_ВЫБРАННЫЙ ОТРЫВОК_:
На первый взгляд — тревожный сигнал. За пять торговых дней октября 2025 года рубль совершил резкий виток: с укрепления до 78 рублей за доллар до ослабления за 81 рубль. Такие колебания за столь короткий срок напоминают кризисные сценарии 2014 или 2022 годов. Однако на этот раз причины и механизмы иные.
Рубль больше не реагирует на нефть, санкции или объёмы экспорта так, как раньше. Вместо этого его движет новый внутренний фактор — массовые валютные операции крупного бизнеса, направленные на дешёвое обслуживание рублёвых долгов.
Это не спекулятивный всплеск, а структурный сдвиг в поведении корпоративного сектора, который временно стабилизирует курс, но создаёт скрытые риски для финансовой системы и макроэкономической устойчивости.
Фон: долговая нагрузка как двигатель
По оценке Forbes на октябрь 2025 года, совокупный долг крупнейших российских компаний превысил 20,5 трлн рублей. Это рекордный уровень, обусловленный:
— высокой ключевой ставкой ЦБ (16% с августа 2024 года);
— необходимостью рефинансировать старые обязательства;
— ростом операционных издержек из-за импортозамещения и логистических издержек.
При этом рублёвое фондирование стало крайне дорогим: ставки по корпоративным кредитам в рублях достигают 16–18% годовых. В то же время внешнее валютное фондирование (в основном в юанях и дирхамах, реже — в долларах через дружественные юрисдикции) доступно под 6–8%.
Разрыв в 10 процентных пунктов создаёт мощнейший стимул для арбитража.
Механизм: как работает «кэрри-трейд» в российских реалиях
Классический carry trade предполагает заимствование в низкодоходной валюте и инвестирование в высокодоходную. В России схема адаптирована под санкционные и макроэкономические условия:
1. Компания берёт валютный кредит (чаще всего в юанях) через дочерние структуры в ОАЭ, Казахстане или Армении.
2. Конвертирует средства в рубли на Московской бирже.
3. Использует рубли для погашения дорогих рублёвых долгов или покрытия текущих расходов.
4. Фиксирует прибыль от разницы ставок — до 10% годовых «чистого» арбитража.
Этот процесс массово начался в августе–сентябре 2025 года. Подтверждение — данные ЦБ:
— Валютные остатки юрлиц в сентябре выросли на 10,7% (+1 трлн руб. в эквиваленте);
— Рублёвые остатки сократились на 0,9% (–0,4 трлн руб.).
То есть компании аккумулируют валюту, но не продают её, а конвертируют по мере необходимости, создавая искусственный спрос на рубль.

(Фрагменты набора данных об указании на объекты)
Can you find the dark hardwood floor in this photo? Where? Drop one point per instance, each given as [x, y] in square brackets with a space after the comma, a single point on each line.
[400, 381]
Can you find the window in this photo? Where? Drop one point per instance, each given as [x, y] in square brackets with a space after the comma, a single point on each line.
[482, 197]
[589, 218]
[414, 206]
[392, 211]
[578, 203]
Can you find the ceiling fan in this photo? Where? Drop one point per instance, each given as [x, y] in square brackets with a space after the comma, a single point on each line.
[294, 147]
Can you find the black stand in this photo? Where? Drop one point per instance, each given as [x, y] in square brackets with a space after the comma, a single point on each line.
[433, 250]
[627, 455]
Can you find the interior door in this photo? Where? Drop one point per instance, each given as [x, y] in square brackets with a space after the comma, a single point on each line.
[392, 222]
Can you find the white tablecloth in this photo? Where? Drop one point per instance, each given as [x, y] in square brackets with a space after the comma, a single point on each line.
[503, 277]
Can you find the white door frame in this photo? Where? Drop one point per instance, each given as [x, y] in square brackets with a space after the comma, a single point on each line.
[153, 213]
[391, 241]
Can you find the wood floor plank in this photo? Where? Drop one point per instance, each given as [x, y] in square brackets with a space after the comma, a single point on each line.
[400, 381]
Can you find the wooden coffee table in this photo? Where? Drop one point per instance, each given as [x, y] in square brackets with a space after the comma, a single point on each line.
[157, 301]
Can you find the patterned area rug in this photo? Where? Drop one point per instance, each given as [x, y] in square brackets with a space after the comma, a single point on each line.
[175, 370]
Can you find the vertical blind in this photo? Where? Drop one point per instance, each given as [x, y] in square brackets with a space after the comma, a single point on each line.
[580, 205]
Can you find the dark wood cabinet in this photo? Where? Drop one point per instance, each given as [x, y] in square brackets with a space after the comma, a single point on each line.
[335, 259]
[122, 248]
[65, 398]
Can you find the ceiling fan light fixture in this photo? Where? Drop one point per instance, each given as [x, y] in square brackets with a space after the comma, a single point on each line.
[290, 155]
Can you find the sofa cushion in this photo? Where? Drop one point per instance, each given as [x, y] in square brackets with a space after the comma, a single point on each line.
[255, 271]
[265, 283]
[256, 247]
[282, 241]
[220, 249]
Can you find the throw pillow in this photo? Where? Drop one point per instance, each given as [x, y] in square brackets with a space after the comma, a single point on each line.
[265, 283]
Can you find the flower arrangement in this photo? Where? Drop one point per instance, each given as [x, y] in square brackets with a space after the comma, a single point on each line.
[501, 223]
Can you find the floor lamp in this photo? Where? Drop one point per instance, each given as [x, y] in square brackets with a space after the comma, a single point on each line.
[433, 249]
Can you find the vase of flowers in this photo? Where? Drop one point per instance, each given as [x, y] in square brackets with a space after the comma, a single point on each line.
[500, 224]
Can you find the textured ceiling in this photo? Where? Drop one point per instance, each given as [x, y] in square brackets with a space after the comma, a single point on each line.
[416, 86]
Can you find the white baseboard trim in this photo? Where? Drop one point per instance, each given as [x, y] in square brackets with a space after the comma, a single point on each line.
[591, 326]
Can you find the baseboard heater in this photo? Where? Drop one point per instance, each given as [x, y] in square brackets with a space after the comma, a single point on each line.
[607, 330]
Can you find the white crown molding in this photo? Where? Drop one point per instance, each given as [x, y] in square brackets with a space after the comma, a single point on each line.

_ЦЕЛЬ ЗАДАНИЯ_: Под какой процент годовых доступно внешнее валютное фондирование, согласно тексту о курсе рубля? Эти строки взяты из другого источника.

_РЕЗУЛЬТАТ ЗАДАНИЯ_: Под 6–8% годовых.